## PROBLEM TO WORK ON
Present the data as a numbered list, starting with its first line and continuing through the line that contains "x=311, y=130", both included. Omit any blank lines.

Records of labeled points:
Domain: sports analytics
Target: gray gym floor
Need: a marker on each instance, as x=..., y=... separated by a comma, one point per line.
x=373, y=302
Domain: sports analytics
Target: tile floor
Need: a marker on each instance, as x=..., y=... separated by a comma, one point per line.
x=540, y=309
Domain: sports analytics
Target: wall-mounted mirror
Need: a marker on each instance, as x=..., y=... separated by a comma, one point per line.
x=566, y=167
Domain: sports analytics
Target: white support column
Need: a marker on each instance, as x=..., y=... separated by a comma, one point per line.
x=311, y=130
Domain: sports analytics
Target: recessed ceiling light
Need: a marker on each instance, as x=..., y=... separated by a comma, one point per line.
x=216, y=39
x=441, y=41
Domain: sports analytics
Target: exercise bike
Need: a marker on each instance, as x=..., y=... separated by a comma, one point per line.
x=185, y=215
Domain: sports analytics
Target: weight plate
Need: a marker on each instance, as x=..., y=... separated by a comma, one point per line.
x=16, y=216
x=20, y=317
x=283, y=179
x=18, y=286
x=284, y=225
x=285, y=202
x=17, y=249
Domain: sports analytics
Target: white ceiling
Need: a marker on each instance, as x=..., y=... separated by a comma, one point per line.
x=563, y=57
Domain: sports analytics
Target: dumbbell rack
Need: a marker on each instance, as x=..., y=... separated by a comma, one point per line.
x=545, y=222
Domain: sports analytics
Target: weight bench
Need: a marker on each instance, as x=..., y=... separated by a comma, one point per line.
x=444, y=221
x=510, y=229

## SOLUTION FOR THIS PROBLEM
1. Domain: sports analytics
2. Target: gray gym floor
3. Need: a marker on each instance, as x=..., y=... separated by a comma, one point per line.
4. x=373, y=302
5. Domain: sports analytics
6. Target: tile floor
7. Need: a marker on each instance, as x=..., y=... separated by a comma, one point per line.
8. x=540, y=309
9. Domain: sports analytics
10. Target: wall-mounted mirror
11. Need: a marker on each instance, as x=..., y=... separated by a comma, one point per line.
12. x=566, y=167
13. Domain: sports analytics
14. Target: white support column
15. Need: a marker on each instance, as x=..., y=... separated by a comma, one point per line.
16. x=311, y=130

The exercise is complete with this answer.